:: Supplied material ::
______________________________

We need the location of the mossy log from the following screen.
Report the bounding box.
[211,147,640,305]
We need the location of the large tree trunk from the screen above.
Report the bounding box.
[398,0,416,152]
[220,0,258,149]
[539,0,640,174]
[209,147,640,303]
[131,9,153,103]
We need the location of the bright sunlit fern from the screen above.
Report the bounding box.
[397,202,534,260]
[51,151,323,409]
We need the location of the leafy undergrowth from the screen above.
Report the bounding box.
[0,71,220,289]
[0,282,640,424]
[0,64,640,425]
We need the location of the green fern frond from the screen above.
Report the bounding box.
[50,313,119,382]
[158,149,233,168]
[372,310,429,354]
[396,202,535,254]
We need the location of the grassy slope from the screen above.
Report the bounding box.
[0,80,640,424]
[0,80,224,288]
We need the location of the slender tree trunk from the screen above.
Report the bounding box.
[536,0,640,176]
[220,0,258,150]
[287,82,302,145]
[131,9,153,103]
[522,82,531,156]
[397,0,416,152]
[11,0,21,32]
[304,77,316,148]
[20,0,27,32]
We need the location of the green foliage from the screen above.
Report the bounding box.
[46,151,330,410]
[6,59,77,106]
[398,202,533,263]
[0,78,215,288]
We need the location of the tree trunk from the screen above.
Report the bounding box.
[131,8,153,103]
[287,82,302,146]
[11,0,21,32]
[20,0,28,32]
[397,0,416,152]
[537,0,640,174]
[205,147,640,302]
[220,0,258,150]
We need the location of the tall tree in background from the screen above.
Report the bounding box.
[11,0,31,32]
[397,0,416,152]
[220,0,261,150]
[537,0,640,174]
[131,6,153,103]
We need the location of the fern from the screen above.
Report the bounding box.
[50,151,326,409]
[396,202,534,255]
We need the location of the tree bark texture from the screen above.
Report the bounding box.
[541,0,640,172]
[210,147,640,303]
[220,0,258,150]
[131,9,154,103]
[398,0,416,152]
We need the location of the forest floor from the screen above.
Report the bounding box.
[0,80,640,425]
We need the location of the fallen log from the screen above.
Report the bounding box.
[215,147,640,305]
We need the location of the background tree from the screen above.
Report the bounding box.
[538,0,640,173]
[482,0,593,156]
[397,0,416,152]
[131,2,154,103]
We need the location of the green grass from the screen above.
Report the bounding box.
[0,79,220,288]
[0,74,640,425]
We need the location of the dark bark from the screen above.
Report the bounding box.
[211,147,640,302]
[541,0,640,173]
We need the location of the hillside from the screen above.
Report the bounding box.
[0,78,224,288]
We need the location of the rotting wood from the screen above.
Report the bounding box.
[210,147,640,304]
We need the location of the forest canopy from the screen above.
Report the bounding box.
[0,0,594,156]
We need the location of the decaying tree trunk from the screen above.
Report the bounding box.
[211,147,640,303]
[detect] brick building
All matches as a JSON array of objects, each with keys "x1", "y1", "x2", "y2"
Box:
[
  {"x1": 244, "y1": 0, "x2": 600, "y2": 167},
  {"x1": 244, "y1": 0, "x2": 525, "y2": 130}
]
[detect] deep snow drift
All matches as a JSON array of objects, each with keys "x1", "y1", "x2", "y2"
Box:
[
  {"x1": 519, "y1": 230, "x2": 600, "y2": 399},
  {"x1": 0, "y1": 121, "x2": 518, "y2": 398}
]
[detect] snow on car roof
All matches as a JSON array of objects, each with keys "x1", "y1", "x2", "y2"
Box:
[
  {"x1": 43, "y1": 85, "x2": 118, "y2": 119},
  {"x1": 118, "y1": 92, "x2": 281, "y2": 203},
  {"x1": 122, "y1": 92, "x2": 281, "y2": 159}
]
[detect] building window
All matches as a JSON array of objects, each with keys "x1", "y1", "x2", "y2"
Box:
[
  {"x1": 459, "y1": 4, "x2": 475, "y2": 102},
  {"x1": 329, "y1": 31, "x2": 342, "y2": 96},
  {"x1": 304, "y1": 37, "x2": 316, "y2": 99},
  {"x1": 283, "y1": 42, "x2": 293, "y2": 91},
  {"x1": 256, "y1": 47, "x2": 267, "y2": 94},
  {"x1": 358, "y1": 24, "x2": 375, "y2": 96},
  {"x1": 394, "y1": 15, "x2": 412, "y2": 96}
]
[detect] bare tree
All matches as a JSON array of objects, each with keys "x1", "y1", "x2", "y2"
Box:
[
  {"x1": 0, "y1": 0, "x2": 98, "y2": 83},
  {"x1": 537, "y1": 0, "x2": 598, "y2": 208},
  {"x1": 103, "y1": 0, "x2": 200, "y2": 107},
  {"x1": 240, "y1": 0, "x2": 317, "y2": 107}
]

______________________________

:: Exercise requirements ::
Rewrite the listing above, changing "tree trunk" to "tree stem" everywhere it occurs and keeping every other word unchanged.

:: Exercise solution ::
We need the location of the mossy log from the following screen.
Report the bounding box.
[211,147,640,305]
We need the location of the large tree stem from the screen above.
Report the bounding box.
[398,0,416,152]
[220,0,258,149]
[539,0,640,174]
[209,147,640,303]
[131,9,153,103]
We need the location of the bright sunlit fern from the screen above.
Report the bounding box.
[397,202,534,260]
[51,151,323,409]
We need the location of the leafy undergrowth from the screen above.
Report the bounding box.
[0,71,220,289]
[0,282,640,424]
[0,64,640,425]
We need the location of the green fern frond from the screen above.
Report the bounding box.
[50,313,119,382]
[158,149,233,168]
[372,310,429,354]
[396,202,535,254]
We need the location of the grassy slope from the screen above.
Report the bounding box.
[0,80,640,424]
[0,80,224,288]
We need the location of the slender tree stem from the screen above.
Report the bounding box.
[536,0,640,176]
[220,0,258,150]
[287,82,302,145]
[131,9,153,103]
[522,82,531,156]
[397,0,416,152]
[11,0,21,32]
[304,77,316,148]
[20,0,27,32]
We need the location of the green foliage from the screen above.
Report the bounding box.
[46,151,330,410]
[6,59,77,106]
[398,202,533,263]
[0,78,215,288]
We need the location of the tree stem from the screen above.
Report the bounding box.
[131,8,153,103]
[287,82,302,146]
[11,0,21,32]
[20,0,28,32]
[397,0,416,152]
[537,0,640,174]
[205,147,640,302]
[220,0,258,150]
We need the location of the tall tree in background from the screen above.
Report the bounding box.
[11,0,31,32]
[397,0,416,152]
[220,0,261,150]
[537,0,640,174]
[131,6,153,103]
We need the location of the fern from the screen above.
Report the bounding box.
[50,151,326,409]
[396,202,534,255]
We need the location of the tree bark texture from the screen above.
Report the bounding box.
[541,0,640,172]
[210,147,640,303]
[220,0,258,150]
[131,9,154,103]
[398,0,416,152]
We need the location of the forest floor from the screen above.
Report the bounding box.
[0,80,640,425]
We need the location of the fallen log from the screen above.
Report the bounding box.
[215,147,640,305]
We need the location of the background tree from the screen above.
Report the bounding box.
[538,0,640,173]
[482,0,593,156]
[397,0,416,152]
[131,2,154,103]
We need the location of the green grass from the screen above.
Report the bounding box.
[0,79,220,288]
[0,74,640,425]
We need the location of the dark bark from the screen above.
Report the bounding box.
[211,147,640,302]
[541,0,640,173]
We need the location of the hillside from the screen above.
Report the bounding box.
[0,78,224,288]
We need the location of the rotting wood from the screen above.
Report the bounding box.
[210,147,640,304]
We need the location of the forest canopy from the screen above.
Report the bounding box.
[0,0,594,156]
We need the location of the decaying tree stem from the screen above.
Report the bounding box.
[211,147,640,303]
[detect] brick building
All matches as a JSON array of objects, each with keys "x1", "y1", "x2", "y2"
Box:
[
  {"x1": 244, "y1": 0, "x2": 600, "y2": 167},
  {"x1": 244, "y1": 0, "x2": 525, "y2": 130}
]
[detect] deep snow drift
All matches as a JSON array of objects, each with keys "x1", "y1", "x2", "y2"
Box:
[
  {"x1": 519, "y1": 230, "x2": 600, "y2": 399},
  {"x1": 0, "y1": 121, "x2": 518, "y2": 398}
]
[detect] snow on car roof
All matches as a JSON array of objects, each with keys "x1", "y1", "x2", "y2"
Box:
[
  {"x1": 43, "y1": 85, "x2": 118, "y2": 119},
  {"x1": 118, "y1": 92, "x2": 281, "y2": 203},
  {"x1": 122, "y1": 92, "x2": 281, "y2": 159}
]
[detect] building window
All matches as a JSON array of objects, each with keys "x1", "y1", "x2", "y2"
Box:
[
  {"x1": 459, "y1": 4, "x2": 475, "y2": 102},
  {"x1": 329, "y1": 31, "x2": 342, "y2": 96},
  {"x1": 304, "y1": 37, "x2": 316, "y2": 99},
  {"x1": 283, "y1": 42, "x2": 293, "y2": 91},
  {"x1": 256, "y1": 47, "x2": 267, "y2": 94},
  {"x1": 358, "y1": 24, "x2": 375, "y2": 96},
  {"x1": 394, "y1": 15, "x2": 412, "y2": 96}
]
[detect] bare tree
All matches as a JSON array of objects, each with keys "x1", "y1", "x2", "y2"
Box:
[
  {"x1": 0, "y1": 0, "x2": 98, "y2": 83},
  {"x1": 537, "y1": 0, "x2": 598, "y2": 208},
  {"x1": 103, "y1": 0, "x2": 200, "y2": 107},
  {"x1": 240, "y1": 0, "x2": 317, "y2": 107}
]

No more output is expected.